● Brief:
Pictures aside, repeat the whole listing word for word.
######
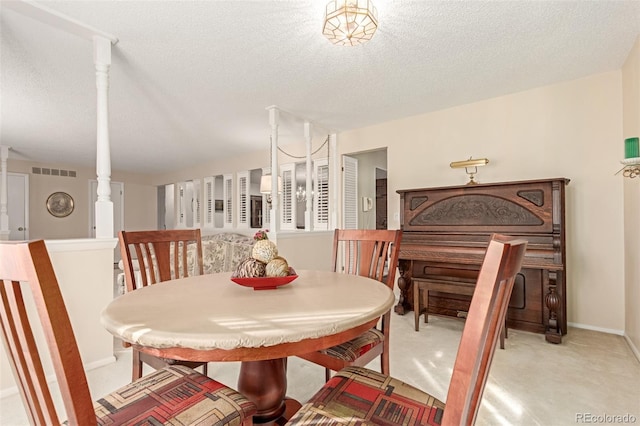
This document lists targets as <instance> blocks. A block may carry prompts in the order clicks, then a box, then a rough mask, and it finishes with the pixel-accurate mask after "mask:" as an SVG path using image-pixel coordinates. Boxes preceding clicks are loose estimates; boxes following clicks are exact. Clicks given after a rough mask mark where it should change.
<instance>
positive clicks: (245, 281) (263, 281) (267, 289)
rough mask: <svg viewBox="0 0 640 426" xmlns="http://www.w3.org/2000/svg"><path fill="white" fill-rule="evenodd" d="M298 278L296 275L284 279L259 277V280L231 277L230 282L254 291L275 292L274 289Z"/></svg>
mask: <svg viewBox="0 0 640 426" xmlns="http://www.w3.org/2000/svg"><path fill="white" fill-rule="evenodd" d="M296 278H298V275H296V274H295V273H293V274H292V275H287V276H286V277H260V278H235V277H232V278H231V281H233V282H234V283H236V284H240V285H243V286H245V287H253V289H254V290H275V289H276V288H278V287H280V286H283V285H286V284H289V283H290V282H291V281H293V280H295V279H296Z"/></svg>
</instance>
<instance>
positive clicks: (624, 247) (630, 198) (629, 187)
mask: <svg viewBox="0 0 640 426" xmlns="http://www.w3.org/2000/svg"><path fill="white" fill-rule="evenodd" d="M622 80H623V90H622V92H623V96H624V117H623V137H624V138H629V137H636V136H640V38H638V40H637V41H636V44H635V46H634V47H633V49H632V50H631V53H630V54H629V57H628V59H627V61H626V63H625V65H624V67H623V68H622ZM623 180H624V229H625V239H624V252H625V264H624V266H625V320H626V321H625V336H626V337H627V339H628V340H629V341H630V343H631V347H632V348H633V349H634V351H635V353H636V357H638V359H640V309H638V305H639V304H640V222H639V221H638V218H640V178H635V179H628V178H624V179H623Z"/></svg>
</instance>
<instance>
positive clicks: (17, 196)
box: [7, 172, 29, 241]
mask: <svg viewBox="0 0 640 426" xmlns="http://www.w3.org/2000/svg"><path fill="white" fill-rule="evenodd" d="M7 214H8V215H9V239H10V240H13V241H25V240H28V239H29V175H27V174H23V173H11V172H8V173H7Z"/></svg>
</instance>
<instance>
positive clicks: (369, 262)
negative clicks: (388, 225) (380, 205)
mask: <svg viewBox="0 0 640 426" xmlns="http://www.w3.org/2000/svg"><path fill="white" fill-rule="evenodd" d="M401 238H402V231H400V230H380V229H336V231H335V233H334V238H333V270H334V271H338V268H339V266H340V265H342V267H343V268H344V272H345V273H347V274H357V275H361V276H363V277H368V278H373V279H376V280H378V281H381V282H384V283H386V284H387V285H388V286H389V287H390V288H392V289H393V285H394V281H395V273H396V266H397V263H398V255H399V247H400V240H401ZM385 273H387V274H386V276H385Z"/></svg>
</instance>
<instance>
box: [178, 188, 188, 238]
mask: <svg viewBox="0 0 640 426" xmlns="http://www.w3.org/2000/svg"><path fill="white" fill-rule="evenodd" d="M176 191H177V200H176V229H184V228H186V227H187V206H186V204H185V202H186V200H185V196H186V192H187V182H178V183H177V184H176Z"/></svg>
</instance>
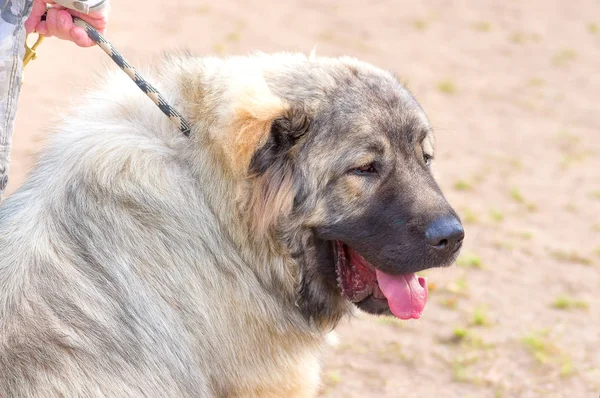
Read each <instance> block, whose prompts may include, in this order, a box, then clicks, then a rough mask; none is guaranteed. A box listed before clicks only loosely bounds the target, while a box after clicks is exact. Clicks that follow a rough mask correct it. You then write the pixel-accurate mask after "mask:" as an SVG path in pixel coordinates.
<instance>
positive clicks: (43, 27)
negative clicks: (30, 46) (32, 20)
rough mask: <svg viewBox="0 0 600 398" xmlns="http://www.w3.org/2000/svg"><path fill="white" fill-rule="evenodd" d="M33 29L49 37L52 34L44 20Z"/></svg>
mask: <svg viewBox="0 0 600 398" xmlns="http://www.w3.org/2000/svg"><path fill="white" fill-rule="evenodd" d="M35 31H36V32H38V33H39V34H40V35H42V36H46V37H51V36H52V35H51V34H50V32H48V27H47V26H46V21H42V22H40V23H39V24H38V26H36V27H35Z"/></svg>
######
● Task answer:
This document lists targets as <instance> blocks. A block may carry prompts in the order clicks, then a box, then a rough mask, and it finishes with the pixel-accurate mask after "mask:" as an SVG path using image-pixel coordinates. Boxes preceding clicks are loose estimates; boxes following clicks are exact. Clicks given after a rough mask mark where it should change.
<instance>
positive clicks: (245, 281) (263, 281) (267, 289)
rough mask: <svg viewBox="0 0 640 426" xmlns="http://www.w3.org/2000/svg"><path fill="white" fill-rule="evenodd" d="M298 278L296 275L284 279L259 277V280L231 277L230 282L254 291L275 292L274 289Z"/></svg>
mask: <svg viewBox="0 0 640 426" xmlns="http://www.w3.org/2000/svg"><path fill="white" fill-rule="evenodd" d="M296 278H298V275H296V274H295V273H293V274H292V275H287V276H286V277H260V278H235V277H232V278H231V281H233V282H234V283H236V284H240V285H243V286H245V287H253V289H254V290H275V289H276V288H278V287H280V286H283V285H286V284H289V283H290V282H291V281H293V280H295V279H296Z"/></svg>
</instance>
<instance>
positive clicks: (624, 247) (630, 198) (629, 187)
mask: <svg viewBox="0 0 640 426" xmlns="http://www.w3.org/2000/svg"><path fill="white" fill-rule="evenodd" d="M622 80H623V90H622V92H623V96H624V117H623V137H624V138H629V137H636V136H640V38H638V40H637V41H636V44H635V46H634V47H633V49H632V50H631V53H630V54H629V57H628V59H627V61H626V63H625V65H624V67H623V68H622ZM623 180H624V229H625V239H624V252H625V264H624V266H625V320H626V321H625V336H626V337H627V339H628V340H629V341H630V343H631V347H632V348H633V349H634V351H635V353H636V357H638V359H640V309H638V305H639V304H640V222H639V221H638V218H640V178H635V179H628V178H624V179H623Z"/></svg>
</instance>
<instance>
positive clicks: (17, 196)
box: [7, 172, 29, 241]
mask: <svg viewBox="0 0 640 426" xmlns="http://www.w3.org/2000/svg"><path fill="white" fill-rule="evenodd" d="M7 214H8V215H9V239H10V240H13V241H25V240H28V239H29V175H27V174H23V173H11V172H8V173H7Z"/></svg>
</instance>
<instance>
positive clicks: (369, 262)
negative clicks: (388, 225) (380, 205)
mask: <svg viewBox="0 0 640 426" xmlns="http://www.w3.org/2000/svg"><path fill="white" fill-rule="evenodd" d="M401 238H402V231H400V230H380V229H336V231H335V233H334V238H333V270H334V271H338V268H339V266H340V265H342V267H343V268H344V272H345V273H347V274H357V275H361V276H363V277H368V278H373V279H376V280H378V281H381V282H384V283H386V284H387V285H388V286H389V287H390V288H392V289H393V285H394V281H395V273H396V266H397V263H398V255H399V247H400V240H401ZM385 273H387V274H386V276H385Z"/></svg>
</instance>
<instance>
box: [178, 188, 188, 238]
mask: <svg viewBox="0 0 640 426" xmlns="http://www.w3.org/2000/svg"><path fill="white" fill-rule="evenodd" d="M176 191H177V200H176V229H184V228H186V227H187V206H186V204H185V202H186V200H185V196H186V192H187V182H178V183H177V184H176Z"/></svg>
</instance>
Read each <instance> block, whose prompts may include, in this order, a box, then clicks, then a rough mask; none is guaranteed. A box listed before clicks only loosely bounds the target, while a box after clicks is exact. Clicks that follow a rough mask correct it. You then write the pixel-accurate mask after "mask:" as an SVG path in pixel coordinates.
<instance>
positive clicks: (43, 27)
negative clicks: (30, 46) (32, 20)
rough mask: <svg viewBox="0 0 600 398" xmlns="http://www.w3.org/2000/svg"><path fill="white" fill-rule="evenodd" d="M33 29L49 37L52 34L44 20Z"/></svg>
mask: <svg viewBox="0 0 600 398" xmlns="http://www.w3.org/2000/svg"><path fill="white" fill-rule="evenodd" d="M35 31H36V32H38V33H39V34H40V35H42V36H46V37H51V36H52V35H51V34H50V32H48V27H47V26H46V21H42V22H40V23H39V24H38V26H36V27H35Z"/></svg>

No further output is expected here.